- [AIM 1]: According to the election commentary, which party helped the Conservatives form a minority government?
- [AIM 2]: Rewrite a section of the election commentary, starting at the words "By contrast, Jeremy" and stopping after "of Mrs May.", with "humility" changed to "modesty".

- [EXTRACT PROVIDED]:

______

Prime Minister Theresa May’s original intention to strengthen her mandate via a surprise election has now backfired in a political gamble gone horribly wrong. Original predictions of a 100-plus Conservative majority at the start of the campaign have now mutated into a minority government stitched together with the Democratic Unionist Party.

Clearly, the British electorate did not warm to Mrs May. In fact, the more they encountered her on the campaign trail, they more they seemed to dislike her. Conversely, the much-maligned Jeremy Corbyn managed to excel in his role as the underdog street-fighter and steadily made himself more attractive the longer the campaign progressed.

By virtue of her status as incumbent Prime Minister, Mrs May is surely the biggest loser. Although Corbyn’s Labour suffered their third consecutive general election defeat, the momentum is clearly with them. And importantly, it was driven by younger voters who reversed their lack of participation in the Brexit vote by turning out in large numbers disproportionately for Labour.

From an electoral point of view, this was a campaign for Mrs May to lose. And her ‘presidential’ style of politics in which she largely centred everything around her persona and her need for a mandate to negotiate Brexit found little resonance amongst the voters.

By contrast, Jeremy Corbyn focussed on domestic social spending, health and service delivery issues. His more domestic focus coupled with the humility of a political insurgent was deemed an attractive option when compared to the hubris of Mrs May.

British politics had also been ‘perverted’ over the last few years by the rise of UKIP. Their dismal result overnight saw their voters displaced with the majority returning to the Conservatives but a fair quantity seeing Labour as providing continuity as political outliers.

The return to two-party politics as a result of the demise of UKIP therefore returns the UK to a more traditional Labour vs Tory pattern and this election largely restores that equilibrium. What the Conservatives did not bank on was the inability of the party to absorb a greater quantity of UKIP voters who instead opted to vote Labour.

______

- [DATA LISTING]:

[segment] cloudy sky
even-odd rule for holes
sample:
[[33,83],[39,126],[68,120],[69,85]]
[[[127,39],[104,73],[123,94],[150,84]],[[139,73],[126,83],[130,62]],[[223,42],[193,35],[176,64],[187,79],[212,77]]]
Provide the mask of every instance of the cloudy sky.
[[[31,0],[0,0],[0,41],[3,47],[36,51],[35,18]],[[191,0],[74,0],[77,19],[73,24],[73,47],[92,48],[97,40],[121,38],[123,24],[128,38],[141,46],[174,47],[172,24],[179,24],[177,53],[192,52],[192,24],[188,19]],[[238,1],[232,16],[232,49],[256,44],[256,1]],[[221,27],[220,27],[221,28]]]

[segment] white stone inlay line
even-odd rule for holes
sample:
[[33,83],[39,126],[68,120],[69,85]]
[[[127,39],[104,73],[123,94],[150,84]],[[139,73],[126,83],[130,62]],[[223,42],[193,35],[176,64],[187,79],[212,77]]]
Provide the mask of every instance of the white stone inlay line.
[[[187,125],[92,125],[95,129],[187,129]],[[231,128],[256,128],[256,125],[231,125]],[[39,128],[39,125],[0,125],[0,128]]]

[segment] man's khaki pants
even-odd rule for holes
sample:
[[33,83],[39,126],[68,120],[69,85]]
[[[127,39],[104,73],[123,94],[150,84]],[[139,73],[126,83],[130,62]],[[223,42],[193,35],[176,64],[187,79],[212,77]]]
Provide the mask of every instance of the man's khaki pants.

______

- [WORKED SOLUTION 1]: The Democratic Unionist Party.

- [WORKED SOLUTION 2]:
By contrast, Jeremy Corbyn focussed on domestic social spending, health and service delivery issues. His more domestic focus coupled with the modesty of a political insurgent was deemed an attractive option when compared to the hubris of Mrs May.